* [作業内容]: 下にある口腔咽喉薬についての抜粋から、「市販の口腔咽喉薬に含まれる成」を含む箇所で始まり「有用であることが示唆された。」の直後で終わる部分を一字も変えずに書き出す。

* [読む抜粋]:
-*-*-

市販の口腔咽喉薬に含まれる成分のヨウ素,ポビドンヨード,セチルピリジニウム塩化物水和物,アズレンスルホン酸ナトリウム及びエタノールについて,3種のインフルエンザウイルスに対する不活化効果と,細胞毒性試験により安全性を評価した。また,これら成分を含む市販の口腔咽喉薬について,咽頭から感染するウイルス(インフルエンザ,コロナ,RS,アデノ,ライノウイルス)に対する不活化効果と,細胞毒性を評価した。成分の評価では,ヨウ素はポビドンヨードと比較し,低濃度でウイルス不活化効果が認められた一方,細胞毒性が確認された。市販の口腔咽喉薬の評価では,ヨウ素を含むものは幅広いウイルスに対して不活化効果が認められ,細胞毒性は成分の評価と比較して低減され非刺激物であった。これらの結果から,ヨウ素を含む市販の口腔咽喉薬は,有効性と安全性に優れ,ウイルス性感染症に特に有用であることが示唆された。

Key words:
Oropharyngeal medicine(口腔咽喉薬)/Iodine(ヨウ素)/Virus inactivation(ウイルス不活化)/Cytotoxicity(細胞毒性).

-*-*-

* [提供情報]:
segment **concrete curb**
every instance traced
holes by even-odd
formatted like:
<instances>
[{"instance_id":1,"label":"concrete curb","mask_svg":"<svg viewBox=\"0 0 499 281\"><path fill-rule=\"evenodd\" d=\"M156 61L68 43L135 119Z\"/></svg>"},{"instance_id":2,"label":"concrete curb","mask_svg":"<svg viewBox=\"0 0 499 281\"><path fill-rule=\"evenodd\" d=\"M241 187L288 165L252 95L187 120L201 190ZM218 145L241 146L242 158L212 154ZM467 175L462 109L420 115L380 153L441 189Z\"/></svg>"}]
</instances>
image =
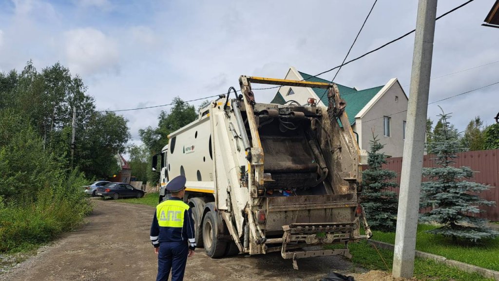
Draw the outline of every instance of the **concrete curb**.
<instances>
[{"instance_id":1,"label":"concrete curb","mask_svg":"<svg viewBox=\"0 0 499 281\"><path fill-rule=\"evenodd\" d=\"M369 244L376 245L376 246L378 248L391 250L393 250L393 249L395 248L392 244L385 243L385 242L381 242L381 241L368 240L367 242ZM436 254L430 254L418 250L416 251L416 256L425 260L433 260L439 264L444 264L447 266L456 268L459 270L468 272L477 273L486 278L493 278L495 280L499 281L499 272L498 271L481 268L480 266L477 266L469 264L462 262L458 262L457 260L447 260L447 258L444 256L437 256Z\"/></svg>"}]
</instances>

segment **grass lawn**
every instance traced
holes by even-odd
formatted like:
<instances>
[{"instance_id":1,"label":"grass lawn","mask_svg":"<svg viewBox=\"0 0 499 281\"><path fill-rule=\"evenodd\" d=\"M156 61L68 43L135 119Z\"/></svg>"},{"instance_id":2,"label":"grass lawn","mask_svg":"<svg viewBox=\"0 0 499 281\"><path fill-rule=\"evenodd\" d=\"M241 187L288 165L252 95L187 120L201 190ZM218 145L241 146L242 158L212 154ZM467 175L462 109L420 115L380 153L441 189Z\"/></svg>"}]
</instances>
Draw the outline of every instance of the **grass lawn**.
<instances>
[{"instance_id":1,"label":"grass lawn","mask_svg":"<svg viewBox=\"0 0 499 281\"><path fill-rule=\"evenodd\" d=\"M466 242L454 244L450 238L425 232L436 228L428 224L418 226L416 250L499 271L499 238L484 240L478 245ZM393 244L395 234L373 231L372 239Z\"/></svg>"},{"instance_id":2,"label":"grass lawn","mask_svg":"<svg viewBox=\"0 0 499 281\"><path fill-rule=\"evenodd\" d=\"M341 247L342 245L332 245L330 248ZM365 241L348 244L352 262L369 270L391 272L393 252L384 249L378 250L388 266L387 269L379 254ZM431 281L493 281L477 274L468 273L457 268L450 268L433 260L416 258L414 262L414 276L418 280Z\"/></svg>"},{"instance_id":3,"label":"grass lawn","mask_svg":"<svg viewBox=\"0 0 499 281\"><path fill-rule=\"evenodd\" d=\"M158 204L158 201L159 200L159 194L153 192L146 193L146 195L142 198L124 198L123 199L118 199L116 201L132 204L142 204L143 205L149 205L149 206L156 207L156 205Z\"/></svg>"}]
</instances>

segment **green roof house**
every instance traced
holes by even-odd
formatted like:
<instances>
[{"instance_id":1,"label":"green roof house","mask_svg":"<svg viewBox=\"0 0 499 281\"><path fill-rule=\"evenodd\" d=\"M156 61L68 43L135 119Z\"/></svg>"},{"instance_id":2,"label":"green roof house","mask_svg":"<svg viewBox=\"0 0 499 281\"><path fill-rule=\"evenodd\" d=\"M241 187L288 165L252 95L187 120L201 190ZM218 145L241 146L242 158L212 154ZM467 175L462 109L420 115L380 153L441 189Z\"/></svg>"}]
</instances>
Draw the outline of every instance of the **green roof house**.
<instances>
[{"instance_id":1,"label":"green roof house","mask_svg":"<svg viewBox=\"0 0 499 281\"><path fill-rule=\"evenodd\" d=\"M330 81L289 68L285 79L315 82ZM385 85L363 90L336 84L340 96L346 102L345 112L352 129L358 136L359 147L368 150L372 132L377 135L386 155L402 156L405 138L406 115L408 100L396 78ZM315 98L318 106L328 104L326 90L283 86L279 88L271 102L283 104L294 100L306 104L309 98Z\"/></svg>"}]
</instances>

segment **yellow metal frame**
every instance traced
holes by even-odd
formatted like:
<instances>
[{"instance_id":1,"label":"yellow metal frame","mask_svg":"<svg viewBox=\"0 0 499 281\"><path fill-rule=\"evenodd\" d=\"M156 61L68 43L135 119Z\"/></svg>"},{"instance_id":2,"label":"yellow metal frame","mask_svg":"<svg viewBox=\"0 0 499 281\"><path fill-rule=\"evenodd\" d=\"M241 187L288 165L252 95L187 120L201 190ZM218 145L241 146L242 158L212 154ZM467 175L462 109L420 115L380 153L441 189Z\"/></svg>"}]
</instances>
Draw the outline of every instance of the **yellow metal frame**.
<instances>
[{"instance_id":1,"label":"yellow metal frame","mask_svg":"<svg viewBox=\"0 0 499 281\"><path fill-rule=\"evenodd\" d=\"M285 79L275 79L274 78L264 78L254 76L247 76L246 79L250 82L258 84L269 84L281 86L295 86L297 87L308 87L310 88L320 88L326 89L332 87L332 83L322 82L310 82L310 81L297 81L296 80L286 80Z\"/></svg>"}]
</instances>

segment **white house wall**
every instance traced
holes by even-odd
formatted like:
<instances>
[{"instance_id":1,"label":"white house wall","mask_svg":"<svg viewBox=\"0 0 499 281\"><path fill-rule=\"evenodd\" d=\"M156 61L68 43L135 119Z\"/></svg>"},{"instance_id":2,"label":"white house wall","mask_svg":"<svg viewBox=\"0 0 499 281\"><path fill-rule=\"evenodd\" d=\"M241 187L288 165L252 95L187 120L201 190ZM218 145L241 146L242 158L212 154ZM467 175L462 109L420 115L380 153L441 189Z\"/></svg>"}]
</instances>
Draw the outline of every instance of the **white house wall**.
<instances>
[{"instance_id":1,"label":"white house wall","mask_svg":"<svg viewBox=\"0 0 499 281\"><path fill-rule=\"evenodd\" d=\"M303 78L300 76L299 74L293 68L290 68L289 70L287 72L285 78L288 80L300 80ZM292 88L294 94L287 96L289 91L289 88ZM282 98L284 100L287 102L291 100L296 100L300 104L305 104L310 98L316 98L315 96L312 96L311 92L312 90L310 88L305 87L292 87L290 86L282 86L279 89L279 92L281 94Z\"/></svg>"},{"instance_id":2,"label":"white house wall","mask_svg":"<svg viewBox=\"0 0 499 281\"><path fill-rule=\"evenodd\" d=\"M396 96L398 97L396 102ZM359 134L362 144L361 148L367 150L370 149L370 142L373 138L371 130L373 130L375 136L377 136L380 142L385 144L382 150L385 154L393 157L401 156L404 151L403 122L406 120L407 116L407 112L404 110L407 110L408 104L407 98L397 82L361 118L356 118L356 128L360 130ZM391 118L389 137L384 136L384 116Z\"/></svg>"}]
</instances>

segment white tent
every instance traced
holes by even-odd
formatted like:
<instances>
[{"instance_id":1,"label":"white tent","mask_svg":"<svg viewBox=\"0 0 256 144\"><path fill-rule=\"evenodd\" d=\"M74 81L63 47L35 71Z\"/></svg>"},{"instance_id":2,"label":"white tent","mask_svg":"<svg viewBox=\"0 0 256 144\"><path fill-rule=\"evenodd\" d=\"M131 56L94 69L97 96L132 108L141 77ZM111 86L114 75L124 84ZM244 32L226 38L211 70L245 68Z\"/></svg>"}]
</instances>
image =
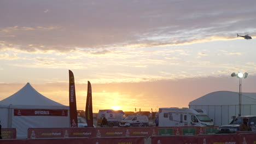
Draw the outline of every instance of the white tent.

-*-*-

* [回答]:
市販の口腔咽喉薬に含まれる成分のヨウ素,ポビドンヨード,セチルピリジニウム塩化物水和物,アズレンスルホン酸ナトリウム及びエタノールについて,3種のインフルエンザウイルスに対する不活化効果と,細胞毒性試験により安全性を評価した。また,これら成分を含む市販の口腔咽喉薬について,咽頭から感染するウイルス(インフルエンザ,コロナ,RS,アデノ,ライノウイルス)に対する不活化効果と,細胞毒性を評価した。成分の評価では,ヨウ素はポビドンヨードと比較し,低濃度でウイルス不活化効果が認められた一方,細胞毒性が確認された。市販の口腔咽喉薬の評価では,ヨウ素を含むものは幅広いウイルスに対して不活化効果が認められ,細胞毒性は成分の評価と比較して低減され非刺激物であった。これらの結果から,ヨウ素を含む市販の口腔咽喉薬は,有効性と安全性に優れ,ウイルス性感染症に特に有用であることが示唆された。